### Tâche 1
Énumérez tous les personnages nommés dans le synopsis de la présentation d'Eugène Onéguine.
### Tâche 2
Rédigez la suite de la présentation d'Eugène Onéguine, à partir de sa dernière phrase.

### Texte source
+---+
Piotr Illych Tchaïkovsky (1840-1893)
Eugène Onéguine (1879)
Scènes lyriques en trois actes
Livret du compositeur, avec
Constantin Chilovski
d’après Pouchkine.
Créé à Moscou, le 29 mars 1879
Opéra national de Lyon
Du 25 janvier au 8 février 2007
Nouvelle production
Mise en scène : Peter Stein
Synopsis
Madame Larina, aristocrate de campagne, a deux filles très courtisées, Olga et Tatiana. Le fiancé d’Olga, Lenski présente à la famille l’un de ses amis Eugène Onéguine qui suscite la passion immédiate de Tatiana. Mais la jeune femme est écartéee car Onéguine tient à sa liberté. Plus tard, Tatiana devenue une riche princesse de Saint-Pétersbourg, épouse du Prince Grémine suscite un retour de flamme d’Onéguine ; mais il estr trop tard, et l’ancien amour est définitivement chassé dans le coeur de Tatiana.
Le théâtre des sentiments
La partition d’Onéguine, d’un expressionnisme sentimental radical, trouve un écho dans la vie personnelle du compositeur. Ayant commencé à composer, Tchaïkovsky se marie avec Antonina Milukova (6 juillet 1877), mais l’épisode des noces est brutalement suivi par une tentative de suicide et une crise profonde. Le couple se sépare et Tchaïkosky, ébranlé, se replie dans la campagne russe et voyage en Suisse et en Italie. La sensibilité éprouvée du musicien se retrouve dans une oeuvre intensément lyrique qui a pour sujet, les déflagrations des sentiments dans le coeur des âmes amoureuses. Tchaïkovsky achève sa partition en janvier 1878.
+---+
### Données extraites
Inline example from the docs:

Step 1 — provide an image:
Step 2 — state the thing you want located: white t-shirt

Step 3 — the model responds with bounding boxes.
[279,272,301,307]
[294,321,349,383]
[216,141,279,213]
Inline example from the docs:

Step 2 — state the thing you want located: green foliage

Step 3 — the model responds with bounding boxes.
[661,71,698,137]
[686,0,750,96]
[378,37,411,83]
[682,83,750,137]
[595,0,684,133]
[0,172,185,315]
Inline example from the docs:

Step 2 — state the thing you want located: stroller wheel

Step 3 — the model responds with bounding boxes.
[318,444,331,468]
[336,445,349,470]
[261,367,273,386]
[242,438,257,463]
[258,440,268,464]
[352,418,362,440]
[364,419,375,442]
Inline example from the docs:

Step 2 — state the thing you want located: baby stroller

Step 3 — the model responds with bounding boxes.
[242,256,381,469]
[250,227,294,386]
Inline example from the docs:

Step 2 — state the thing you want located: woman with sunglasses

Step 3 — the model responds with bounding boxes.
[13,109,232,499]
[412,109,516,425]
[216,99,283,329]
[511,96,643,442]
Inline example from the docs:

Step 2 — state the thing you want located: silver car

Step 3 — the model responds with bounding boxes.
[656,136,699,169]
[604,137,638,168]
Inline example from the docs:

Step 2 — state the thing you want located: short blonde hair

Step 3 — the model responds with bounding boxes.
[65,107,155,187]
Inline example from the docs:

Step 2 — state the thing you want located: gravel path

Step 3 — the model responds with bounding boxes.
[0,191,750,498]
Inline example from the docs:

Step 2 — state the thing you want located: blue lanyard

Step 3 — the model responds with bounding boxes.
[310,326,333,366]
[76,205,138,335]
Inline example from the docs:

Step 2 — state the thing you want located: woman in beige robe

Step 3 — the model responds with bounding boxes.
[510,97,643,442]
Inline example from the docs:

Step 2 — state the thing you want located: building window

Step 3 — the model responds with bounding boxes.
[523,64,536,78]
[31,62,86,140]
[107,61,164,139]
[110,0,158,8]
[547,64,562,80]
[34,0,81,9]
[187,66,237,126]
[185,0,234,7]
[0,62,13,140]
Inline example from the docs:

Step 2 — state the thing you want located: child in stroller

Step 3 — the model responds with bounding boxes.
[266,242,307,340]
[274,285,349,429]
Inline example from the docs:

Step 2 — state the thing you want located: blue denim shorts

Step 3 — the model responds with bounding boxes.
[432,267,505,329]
+---+
### Réponse 1
Madame Larina, Olga, Tatiana, Lenski, Eugène Onéguine, le Prince Grémine

### Réponse 2
Le musicien reprend scrupuleusement le texte de Pouchkine, aux épisodes clé du drame : lettre de Tatiana à Onéguine, monologue d’Onéguine, air de Lenski avant le duel… A 37 ans, le compositeur s’affirme alors, comme le créateur de l’opéra romantique russe. Drame, passion, ressentiment, dignité puis renoncement, la musique exprime avec justesse la vérité amère et sarcastique assané par le Destin. Voilà qui explique pourquoi, aux côtés de la Dame de Pique (1890), Onéguine se soit imposé naturellement sur les scènes lyriques. Même si la tradition fait de l’opéra, une série de grands tableaux spectaculaires adaptés à l’ampleur des scènes internationales, pour des audiences qui se comptent en milliers de spectateurs, le drame de Tchaïkovsky est une ouvrage intimiste, en huit clos, dont la musique développe la résonance des conflits personnels et intimes des personnages. Il partage en cela la même perspective que La Traviata de Verdi (Venise, 1853). Le compositeur ne peint pas des scènes et des actions extérieures mais des sentiments. Véritable théâtre du coeur et de la passion, l’ouvrage exprime l’activité de la psyché, la force du désir, d’autant plus violente qu’elle est opposée à la loi des conventions.
Elément essentiel du drame romantique, la lettre revêt ici une fonction capitale : Tatiana à Onéguine ; puis, inversement, Onéguine à Tatiana, la feuille est l’instrument le plus intime qui recueille fantasmes inavoués, projections et célébration d’un idéal chèrement préservé… Mais ce qui est stupéfiant et dit subtilement par Tchaïkovsky, c’est le feu intérieur qui consume chaque protagoniste. Le sujet de leur amour n’est qu’un prétexte, comparé au bouillonnement intérieur qui les anime chacun. La musique porte et développe les sentiments : au-delà des mots, il y a le poème de la catastrophe, la déroute des êtres égarés, insatisfaits, en quête d’idéal…
Illustration
Paval Fedotov, la demande en mariage (1848) (DR)
Kiprenski, portrait de Pouchkine (DR)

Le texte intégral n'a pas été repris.